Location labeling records
%%

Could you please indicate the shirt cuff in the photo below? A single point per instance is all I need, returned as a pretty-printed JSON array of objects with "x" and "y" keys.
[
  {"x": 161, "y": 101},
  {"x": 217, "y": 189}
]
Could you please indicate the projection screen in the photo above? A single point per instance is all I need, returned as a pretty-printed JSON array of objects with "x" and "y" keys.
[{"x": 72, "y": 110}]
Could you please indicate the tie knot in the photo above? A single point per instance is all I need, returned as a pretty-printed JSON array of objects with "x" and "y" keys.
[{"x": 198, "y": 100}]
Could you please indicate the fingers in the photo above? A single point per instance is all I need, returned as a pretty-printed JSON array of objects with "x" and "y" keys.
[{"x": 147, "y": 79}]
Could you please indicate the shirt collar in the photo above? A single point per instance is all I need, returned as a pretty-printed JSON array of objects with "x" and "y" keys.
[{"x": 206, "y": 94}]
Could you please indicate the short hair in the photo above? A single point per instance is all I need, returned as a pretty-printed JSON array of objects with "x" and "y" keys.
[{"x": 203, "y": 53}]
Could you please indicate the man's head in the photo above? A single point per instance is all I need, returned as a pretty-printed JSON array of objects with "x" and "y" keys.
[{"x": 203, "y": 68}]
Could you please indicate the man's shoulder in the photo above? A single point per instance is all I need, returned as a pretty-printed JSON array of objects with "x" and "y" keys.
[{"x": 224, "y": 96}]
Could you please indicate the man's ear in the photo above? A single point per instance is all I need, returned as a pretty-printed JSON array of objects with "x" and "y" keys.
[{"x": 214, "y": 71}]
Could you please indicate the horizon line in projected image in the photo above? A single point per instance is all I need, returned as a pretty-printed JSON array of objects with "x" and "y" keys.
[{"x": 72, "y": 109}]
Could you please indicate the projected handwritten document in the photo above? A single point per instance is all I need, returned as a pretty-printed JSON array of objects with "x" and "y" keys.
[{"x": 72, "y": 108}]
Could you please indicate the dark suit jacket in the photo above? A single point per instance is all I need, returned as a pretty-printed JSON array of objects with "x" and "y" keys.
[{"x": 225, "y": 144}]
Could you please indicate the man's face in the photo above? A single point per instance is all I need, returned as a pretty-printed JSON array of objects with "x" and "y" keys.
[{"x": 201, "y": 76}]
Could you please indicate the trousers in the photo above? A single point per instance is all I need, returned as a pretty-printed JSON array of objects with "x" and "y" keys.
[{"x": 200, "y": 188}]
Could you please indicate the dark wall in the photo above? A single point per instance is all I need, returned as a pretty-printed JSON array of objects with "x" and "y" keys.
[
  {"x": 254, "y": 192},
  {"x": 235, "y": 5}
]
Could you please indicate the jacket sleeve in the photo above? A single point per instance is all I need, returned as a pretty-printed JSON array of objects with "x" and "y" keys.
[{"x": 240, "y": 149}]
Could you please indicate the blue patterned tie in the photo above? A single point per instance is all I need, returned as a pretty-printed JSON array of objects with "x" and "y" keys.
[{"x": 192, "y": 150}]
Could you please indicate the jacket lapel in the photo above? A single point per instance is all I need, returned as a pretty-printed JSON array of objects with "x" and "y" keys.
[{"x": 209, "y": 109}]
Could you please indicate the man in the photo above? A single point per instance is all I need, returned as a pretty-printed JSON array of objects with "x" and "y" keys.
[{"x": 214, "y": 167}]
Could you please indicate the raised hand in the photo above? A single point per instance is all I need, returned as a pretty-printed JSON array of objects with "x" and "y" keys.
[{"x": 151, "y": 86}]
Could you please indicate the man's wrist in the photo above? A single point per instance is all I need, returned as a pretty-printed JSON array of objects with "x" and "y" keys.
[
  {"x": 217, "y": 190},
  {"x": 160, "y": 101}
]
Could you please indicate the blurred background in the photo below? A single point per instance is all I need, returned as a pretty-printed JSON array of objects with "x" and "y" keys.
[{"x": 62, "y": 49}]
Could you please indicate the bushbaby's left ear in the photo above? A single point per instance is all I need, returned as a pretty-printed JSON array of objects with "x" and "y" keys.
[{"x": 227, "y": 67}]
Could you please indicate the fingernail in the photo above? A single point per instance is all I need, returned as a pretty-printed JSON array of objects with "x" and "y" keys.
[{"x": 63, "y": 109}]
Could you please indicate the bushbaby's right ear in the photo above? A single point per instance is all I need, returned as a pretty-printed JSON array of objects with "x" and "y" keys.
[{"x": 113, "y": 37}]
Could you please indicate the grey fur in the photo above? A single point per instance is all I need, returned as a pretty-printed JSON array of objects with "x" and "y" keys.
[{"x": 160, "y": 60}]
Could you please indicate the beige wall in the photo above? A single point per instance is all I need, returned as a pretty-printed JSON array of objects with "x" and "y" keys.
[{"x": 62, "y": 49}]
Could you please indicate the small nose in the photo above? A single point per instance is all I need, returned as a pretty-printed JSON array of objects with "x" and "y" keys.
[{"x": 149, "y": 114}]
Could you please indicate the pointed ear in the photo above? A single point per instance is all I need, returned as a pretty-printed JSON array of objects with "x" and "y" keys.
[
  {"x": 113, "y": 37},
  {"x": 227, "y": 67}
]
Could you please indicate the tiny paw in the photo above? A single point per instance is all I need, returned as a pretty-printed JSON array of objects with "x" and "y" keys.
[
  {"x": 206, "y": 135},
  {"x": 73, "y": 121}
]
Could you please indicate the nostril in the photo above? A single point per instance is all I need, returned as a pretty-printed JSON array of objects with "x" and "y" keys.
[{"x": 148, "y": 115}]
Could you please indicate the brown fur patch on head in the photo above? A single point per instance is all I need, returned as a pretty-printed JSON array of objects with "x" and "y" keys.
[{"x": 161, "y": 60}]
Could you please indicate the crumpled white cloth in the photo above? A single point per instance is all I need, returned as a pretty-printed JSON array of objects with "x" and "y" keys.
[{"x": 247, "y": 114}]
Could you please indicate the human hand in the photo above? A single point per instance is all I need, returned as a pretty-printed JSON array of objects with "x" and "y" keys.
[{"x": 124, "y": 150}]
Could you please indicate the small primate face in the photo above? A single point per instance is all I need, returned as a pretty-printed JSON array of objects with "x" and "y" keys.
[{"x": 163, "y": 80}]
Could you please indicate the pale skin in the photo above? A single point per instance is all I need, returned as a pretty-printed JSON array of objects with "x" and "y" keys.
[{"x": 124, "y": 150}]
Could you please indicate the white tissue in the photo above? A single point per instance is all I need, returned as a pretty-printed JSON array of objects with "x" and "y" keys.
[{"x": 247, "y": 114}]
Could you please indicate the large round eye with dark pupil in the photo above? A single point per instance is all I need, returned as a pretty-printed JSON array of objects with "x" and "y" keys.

%%

§ Written instruction
The records above must be output exactly, in full.

§ Response
Could you please indicate the shirt cuff in the photo below? A single point per instance is all I need, returned as a pretty-printed JSON array of objects with "x" and "y" keys.
[
  {"x": 161, "y": 101},
  {"x": 217, "y": 189}
]
Could you please indicate the projection screen in the photo above? A single point per instance is all I need, returned as a pretty-printed JSON array of objects with "x" and "y" keys.
[{"x": 72, "y": 110}]
Could you please indicate the tie knot in the photo above? A single point per instance is all I need, returned as a pretty-printed JSON array of objects with "x" and "y" keys.
[{"x": 198, "y": 100}]
Could you please indicate the fingers in the photo above? A single point per instance is all I need, returned as a pretty-printed JSON array of objects with "x" and "y" keys.
[{"x": 147, "y": 79}]
Could you please indicate the shirt collar in the photo above? A single point per instance is all I need, returned as a pretty-printed JSON array of objects with "x" and "y" keys.
[{"x": 206, "y": 94}]
Could you please indicate the short hair in the photo above? A single point per instance is all I need, returned as a pretty-printed JSON array of objects with "x" and "y" keys.
[{"x": 203, "y": 53}]
Could you please indicate the man's head in the photo above? A single point per instance is all I need, returned as a pretty-printed JSON array of objects with "x" and "y" keys.
[{"x": 203, "y": 68}]
Could you please indicate the man's shoulder in the photo above? A single point per instance is all I need, returned as a pretty-printed JSON array of objects with "x" and "y" keys.
[{"x": 224, "y": 96}]
Could you please indicate the man's ear in the photo above? A single point per instance is all I need, returned as a pretty-printed JSON array of objects with "x" and "y" keys.
[{"x": 214, "y": 71}]
Could you please indicate the horizon line in projected image in the photo above? A single point per instance is all I need, returned as a pretty-printed JSON array of objects with "x" and "y" keys.
[{"x": 72, "y": 109}]
Could you please indicate the projected handwritten document in the photo above? A single point per instance is all I need, returned as a pretty-printed JSON array of objects with "x" and "y" keys.
[{"x": 72, "y": 108}]
Could you please indicate the dark suit jacket in the photo above? A single point per instance is all I need, returned as a pretty-printed JSON array of objects with "x" and "y" keys.
[{"x": 225, "y": 144}]
Could you please indicate the man's face in the photo above? A single point per instance is all I need, returned as a pretty-printed JSON array of objects with "x" and "y" keys.
[{"x": 201, "y": 76}]
Could you please indicate the trousers in the photo above? A single point per instance is all I need, returned as a pretty-printed JSON array of objects with "x" and "y" keys.
[{"x": 200, "y": 188}]
Could you please indicate the dark wall in the photo above? A single point per instance is all I need, returned as a pretty-printed JSON array of objects with "x" and "y" keys.
[
  {"x": 254, "y": 192},
  {"x": 235, "y": 5}
]
Could you please indicate the jacket sleeve in the photo above? A single point per instance is all I need, returned as a pretty-printed JSON array of objects with "x" and "y" keys.
[{"x": 240, "y": 149}]
Could you please indicate the blue patterned tie in the photo above? A single point per instance is all I need, returned as a pretty-printed JSON array of objects with "x" and "y" keys.
[{"x": 192, "y": 150}]
Could you please indicate the jacket lapel in the photo above? A single point per instance is all I need, returned as a pretty-printed JSON array of objects with "x" and "y" keys.
[{"x": 209, "y": 109}]
Could you please indicate the man in the photo above? A single point per instance is all I need, returned as a pretty-printed JSON array of objects with "x" and "y" keys.
[{"x": 214, "y": 167}]
Could you please indicate the raised hand in the photo above? A single point per instance is all I need, returned as a pretty-printed JSON array of objects with "x" and "y" keys.
[{"x": 151, "y": 86}]
Could you please indicate the man's wrist in the photo above? A single point per instance is all I need, returned as a pretty-printed JSON array of objects with "x" and "y" keys.
[
  {"x": 217, "y": 190},
  {"x": 160, "y": 101}
]
Could you please indicate the blurred background in the photo below? A single point per instance is all I need, returned as a pretty-printed JSON array of objects with "x" and "y" keys.
[{"x": 62, "y": 49}]
Could you please indicate the bushbaby's left ear in the photo above? A single point per instance is all I need, returned as a pretty-printed JSON array of objects with "x" and "y" keys.
[{"x": 227, "y": 67}]
Could you please indicate the fingernail in the photo above? A single point per instance is all I need, returned as a pretty-printed JSON array of objects with "x" and "y" keys.
[{"x": 63, "y": 109}]
Could you please indicate the bushbaby's right ear in the photo above? A single point per instance is all I need, returned as a pretty-printed JSON array of objects with "x" and "y" keys.
[{"x": 113, "y": 37}]
Could you please indicate the grey fur in the photo above? A single point per instance is all I need, returned as a pretty-printed JSON array of objects with "x" and "y" keys.
[{"x": 160, "y": 60}]
Could you please indicate the beige wall in the photo above? A single point per instance is all I need, returned as a pretty-printed JSON array of objects with "x" and "y" keys.
[{"x": 62, "y": 49}]
Could you please indicate the small nose in the photo above? A single point per instance is all I need, returned as a pretty-printed JSON array of objects with "x" and "y" keys.
[{"x": 149, "y": 114}]
Could you please indicate the pointed ear in the photo above? A single point per instance is all I need, returned as a pretty-printed JSON array of objects with "x" and "y" keys.
[
  {"x": 113, "y": 37},
  {"x": 227, "y": 67}
]
Could you please indicate the tiny paw in the photo above? A single point per instance is all I need, returned as a pretty-printed JSON array of objects with "x" and "y" keys.
[
  {"x": 206, "y": 135},
  {"x": 73, "y": 121}
]
Could you please indicate the nostril in the photo above? A single point per instance is all I need, returned as a pretty-printed JSON array of objects with "x" and "y" keys.
[{"x": 148, "y": 115}]
Could you please indicate the brown fur patch on head in the photo above? A single point per instance is all I need, returned as a pretty-printed JSON array of objects with "x" and "y" keys.
[{"x": 161, "y": 60}]
Could you please indicate the crumpled white cloth in the photo above? A single point per instance is all I need, returned as a pretty-printed JSON array of objects with "x" and "y" keys.
[{"x": 247, "y": 114}]
Could you please indicate the human hand in the photo above? A single point per instance is all I need, returned as a pretty-printed JSON array of objects with "x" and "y" keys.
[{"x": 124, "y": 150}]
Could you please indicate the small primate face in the photo above? A single point per instance is all I need, returned as a pretty-printed JSON array of objects with "x" and "y" keys.
[{"x": 163, "y": 80}]
Could you please indicate the pale skin in the photo above? A single point per instance is all I need, returned as a pretty-printed JSON array of objects with "x" and "y" keys.
[{"x": 124, "y": 150}]
Could you please indicate the white tissue in the photo above? A single point per instance is all I need, returned as a pretty-printed JSON array of objects with "x" and "y" keys.
[{"x": 247, "y": 114}]
Could you please indicate the large round eye with dark pupil in the photo above? A single point per instance is all I need, returned as a pretty-printed JSON array of objects with "x" and "y" keys.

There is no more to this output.